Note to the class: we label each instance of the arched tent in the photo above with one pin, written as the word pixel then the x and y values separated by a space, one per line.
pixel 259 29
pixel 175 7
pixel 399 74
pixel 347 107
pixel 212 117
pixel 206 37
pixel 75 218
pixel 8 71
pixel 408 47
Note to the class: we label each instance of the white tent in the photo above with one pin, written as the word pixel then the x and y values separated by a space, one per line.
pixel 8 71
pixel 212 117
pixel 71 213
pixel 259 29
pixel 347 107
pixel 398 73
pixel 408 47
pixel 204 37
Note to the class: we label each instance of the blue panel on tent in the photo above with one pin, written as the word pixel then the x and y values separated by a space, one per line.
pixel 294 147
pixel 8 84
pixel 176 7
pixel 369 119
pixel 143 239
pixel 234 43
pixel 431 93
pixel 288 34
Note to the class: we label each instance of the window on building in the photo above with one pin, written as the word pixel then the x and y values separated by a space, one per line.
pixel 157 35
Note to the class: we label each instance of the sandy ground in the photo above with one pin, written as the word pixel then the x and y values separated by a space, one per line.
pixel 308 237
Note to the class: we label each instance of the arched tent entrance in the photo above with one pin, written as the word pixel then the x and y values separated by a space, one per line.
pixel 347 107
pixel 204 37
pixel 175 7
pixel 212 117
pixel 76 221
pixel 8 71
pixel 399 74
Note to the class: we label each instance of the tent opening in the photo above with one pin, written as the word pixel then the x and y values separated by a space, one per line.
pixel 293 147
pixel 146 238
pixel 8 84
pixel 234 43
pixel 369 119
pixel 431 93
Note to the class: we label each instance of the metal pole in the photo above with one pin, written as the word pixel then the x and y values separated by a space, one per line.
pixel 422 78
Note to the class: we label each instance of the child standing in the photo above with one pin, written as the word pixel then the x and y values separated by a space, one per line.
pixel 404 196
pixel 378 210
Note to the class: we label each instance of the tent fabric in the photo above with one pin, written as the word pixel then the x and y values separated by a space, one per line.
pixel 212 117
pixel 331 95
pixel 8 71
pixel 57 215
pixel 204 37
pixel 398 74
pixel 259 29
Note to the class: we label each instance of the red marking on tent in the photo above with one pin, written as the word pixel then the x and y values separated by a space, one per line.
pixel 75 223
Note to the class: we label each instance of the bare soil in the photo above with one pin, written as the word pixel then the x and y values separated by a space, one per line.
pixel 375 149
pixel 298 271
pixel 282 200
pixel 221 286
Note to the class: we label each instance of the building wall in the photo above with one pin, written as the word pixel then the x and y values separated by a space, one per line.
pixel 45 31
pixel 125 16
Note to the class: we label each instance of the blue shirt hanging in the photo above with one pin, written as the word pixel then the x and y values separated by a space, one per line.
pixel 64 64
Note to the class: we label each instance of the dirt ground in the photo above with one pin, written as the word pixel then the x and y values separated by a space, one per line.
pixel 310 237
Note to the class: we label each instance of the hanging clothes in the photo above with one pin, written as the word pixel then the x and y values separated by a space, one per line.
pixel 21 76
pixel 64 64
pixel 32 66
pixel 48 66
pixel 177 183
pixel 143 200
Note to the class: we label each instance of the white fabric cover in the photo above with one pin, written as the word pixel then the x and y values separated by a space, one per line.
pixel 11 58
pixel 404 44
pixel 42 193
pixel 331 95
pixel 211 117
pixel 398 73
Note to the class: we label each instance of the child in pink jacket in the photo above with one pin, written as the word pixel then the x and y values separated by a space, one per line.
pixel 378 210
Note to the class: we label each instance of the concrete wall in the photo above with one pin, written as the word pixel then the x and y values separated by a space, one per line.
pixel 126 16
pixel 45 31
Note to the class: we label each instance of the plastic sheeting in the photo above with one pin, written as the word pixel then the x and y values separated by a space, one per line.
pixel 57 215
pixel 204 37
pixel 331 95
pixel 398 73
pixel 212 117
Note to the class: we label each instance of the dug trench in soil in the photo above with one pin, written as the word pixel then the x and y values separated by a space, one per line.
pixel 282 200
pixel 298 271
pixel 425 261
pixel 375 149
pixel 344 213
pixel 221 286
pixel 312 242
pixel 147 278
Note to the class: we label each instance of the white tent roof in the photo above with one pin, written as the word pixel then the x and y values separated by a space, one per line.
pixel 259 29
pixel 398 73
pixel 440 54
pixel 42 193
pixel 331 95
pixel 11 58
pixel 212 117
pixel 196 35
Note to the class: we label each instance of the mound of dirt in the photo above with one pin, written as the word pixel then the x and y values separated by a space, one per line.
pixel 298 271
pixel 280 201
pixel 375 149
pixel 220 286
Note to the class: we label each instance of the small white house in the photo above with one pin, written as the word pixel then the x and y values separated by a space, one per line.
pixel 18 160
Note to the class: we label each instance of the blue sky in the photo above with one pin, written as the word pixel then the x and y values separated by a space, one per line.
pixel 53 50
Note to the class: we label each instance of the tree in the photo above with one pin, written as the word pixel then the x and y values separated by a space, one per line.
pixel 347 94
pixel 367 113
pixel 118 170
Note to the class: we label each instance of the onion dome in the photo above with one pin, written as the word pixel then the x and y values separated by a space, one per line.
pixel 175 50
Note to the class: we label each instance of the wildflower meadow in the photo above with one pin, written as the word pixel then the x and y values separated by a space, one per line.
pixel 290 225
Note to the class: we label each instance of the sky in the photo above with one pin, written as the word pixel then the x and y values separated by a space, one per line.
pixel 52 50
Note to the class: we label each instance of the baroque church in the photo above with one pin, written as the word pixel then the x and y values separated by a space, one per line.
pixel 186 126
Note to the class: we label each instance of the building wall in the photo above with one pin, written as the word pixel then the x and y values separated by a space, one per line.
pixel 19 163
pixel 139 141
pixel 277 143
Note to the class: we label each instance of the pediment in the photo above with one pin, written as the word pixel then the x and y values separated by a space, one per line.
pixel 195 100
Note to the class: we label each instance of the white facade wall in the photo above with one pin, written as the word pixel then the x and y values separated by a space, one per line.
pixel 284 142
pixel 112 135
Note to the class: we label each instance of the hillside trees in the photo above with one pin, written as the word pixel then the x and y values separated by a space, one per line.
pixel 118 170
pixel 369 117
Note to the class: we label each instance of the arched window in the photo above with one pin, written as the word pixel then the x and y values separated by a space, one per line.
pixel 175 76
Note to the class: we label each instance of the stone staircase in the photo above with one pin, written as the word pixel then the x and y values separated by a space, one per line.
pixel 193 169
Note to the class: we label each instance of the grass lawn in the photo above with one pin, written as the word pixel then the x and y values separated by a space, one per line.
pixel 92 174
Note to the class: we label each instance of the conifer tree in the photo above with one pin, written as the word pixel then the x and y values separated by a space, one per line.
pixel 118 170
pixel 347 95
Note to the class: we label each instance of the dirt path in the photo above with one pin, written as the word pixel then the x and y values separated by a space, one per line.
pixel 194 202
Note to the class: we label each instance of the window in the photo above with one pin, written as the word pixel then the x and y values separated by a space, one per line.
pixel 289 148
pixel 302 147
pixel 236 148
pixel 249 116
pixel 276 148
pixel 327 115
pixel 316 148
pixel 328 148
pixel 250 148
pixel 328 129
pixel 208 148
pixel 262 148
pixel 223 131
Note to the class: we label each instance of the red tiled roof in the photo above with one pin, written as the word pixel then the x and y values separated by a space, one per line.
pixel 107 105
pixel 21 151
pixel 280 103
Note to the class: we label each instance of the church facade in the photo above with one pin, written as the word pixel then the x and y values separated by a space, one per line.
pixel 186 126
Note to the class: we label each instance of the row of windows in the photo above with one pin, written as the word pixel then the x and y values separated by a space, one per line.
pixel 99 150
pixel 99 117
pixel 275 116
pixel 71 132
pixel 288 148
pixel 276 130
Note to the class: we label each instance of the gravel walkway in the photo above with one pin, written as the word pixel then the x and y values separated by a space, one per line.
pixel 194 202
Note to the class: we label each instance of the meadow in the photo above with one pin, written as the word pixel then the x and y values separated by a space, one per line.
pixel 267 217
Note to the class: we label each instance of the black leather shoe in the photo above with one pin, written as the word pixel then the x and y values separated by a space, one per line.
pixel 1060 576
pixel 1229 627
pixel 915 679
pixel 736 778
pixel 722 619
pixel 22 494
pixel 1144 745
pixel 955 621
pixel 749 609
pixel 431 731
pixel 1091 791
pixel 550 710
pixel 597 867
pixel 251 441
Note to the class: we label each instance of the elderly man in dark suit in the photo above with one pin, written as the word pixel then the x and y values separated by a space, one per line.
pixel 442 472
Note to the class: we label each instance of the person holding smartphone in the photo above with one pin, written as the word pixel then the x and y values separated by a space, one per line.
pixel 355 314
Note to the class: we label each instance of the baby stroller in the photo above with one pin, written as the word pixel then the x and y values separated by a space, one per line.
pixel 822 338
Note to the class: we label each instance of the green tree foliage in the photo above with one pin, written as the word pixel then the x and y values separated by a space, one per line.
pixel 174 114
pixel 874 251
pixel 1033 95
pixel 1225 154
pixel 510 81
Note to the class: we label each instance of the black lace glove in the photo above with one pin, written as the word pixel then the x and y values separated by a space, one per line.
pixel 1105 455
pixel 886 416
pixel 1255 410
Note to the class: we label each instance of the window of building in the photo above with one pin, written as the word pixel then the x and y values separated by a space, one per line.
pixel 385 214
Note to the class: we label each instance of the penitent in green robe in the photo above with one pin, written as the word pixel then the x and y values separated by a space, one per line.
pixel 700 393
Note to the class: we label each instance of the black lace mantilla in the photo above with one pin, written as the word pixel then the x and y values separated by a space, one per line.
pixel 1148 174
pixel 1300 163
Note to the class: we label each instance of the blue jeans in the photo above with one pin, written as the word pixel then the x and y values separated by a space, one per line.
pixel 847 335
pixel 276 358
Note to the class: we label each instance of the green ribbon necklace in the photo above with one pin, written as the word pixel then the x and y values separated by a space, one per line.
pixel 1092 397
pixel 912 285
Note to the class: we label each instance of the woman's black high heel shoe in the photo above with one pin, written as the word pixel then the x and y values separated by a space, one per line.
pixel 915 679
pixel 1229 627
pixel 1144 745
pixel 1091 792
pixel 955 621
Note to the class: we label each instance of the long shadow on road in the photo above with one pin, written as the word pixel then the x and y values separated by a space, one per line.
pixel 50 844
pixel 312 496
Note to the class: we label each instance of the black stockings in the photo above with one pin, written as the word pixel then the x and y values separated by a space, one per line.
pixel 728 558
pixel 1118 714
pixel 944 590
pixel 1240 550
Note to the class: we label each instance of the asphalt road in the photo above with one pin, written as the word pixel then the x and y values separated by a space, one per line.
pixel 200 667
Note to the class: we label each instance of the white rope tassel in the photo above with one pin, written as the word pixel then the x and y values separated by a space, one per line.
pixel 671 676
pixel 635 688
◆ ◆ ◆ ◆ ◆ ◆ ◆
Please copy the material word for word, from the line containing "the child in" through the line containing "pixel 220 286".

Answer to the task =
Note to the class: we label each instance of the child in pink jacket in the photo above with one pin, written as the word pixel then the x and y values separated by a space, one per line.
pixel 378 210
Note to the class: we label each instance of the concrete wall in the photo above with one pin, written as the word pixel then the x and y values separated by a space, one per line.
pixel 126 16
pixel 45 31
Note to the class: we label each instance of the plastic sheeting in the photo above with one pin, written as the word pixel then the x and y values separated by a space, one per line.
pixel 57 215
pixel 204 37
pixel 331 95
pixel 398 73
pixel 212 117
Note to the class: we label each instance of the dug trench in soil in the photo above with one pin, written as the word pixel then the x and y values separated by a space, one per line.
pixel 282 200
pixel 298 271
pixel 425 261
pixel 375 149
pixel 344 213
pixel 221 286
pixel 312 242
pixel 147 278
Note to the class: we label each instance of the white tent roof in the photo above with one pin, written as the word pixel then the x and y values separated by a space, one per line.
pixel 259 29
pixel 398 73
pixel 440 54
pixel 42 193
pixel 331 95
pixel 11 58
pixel 212 117
pixel 196 35
Note to the class: we label each instance of the mound of dirt in the photo above with one pin, written as the word pixel then the x and y values separated by a space, one per line.
pixel 298 271
pixel 280 201
pixel 375 149
pixel 220 286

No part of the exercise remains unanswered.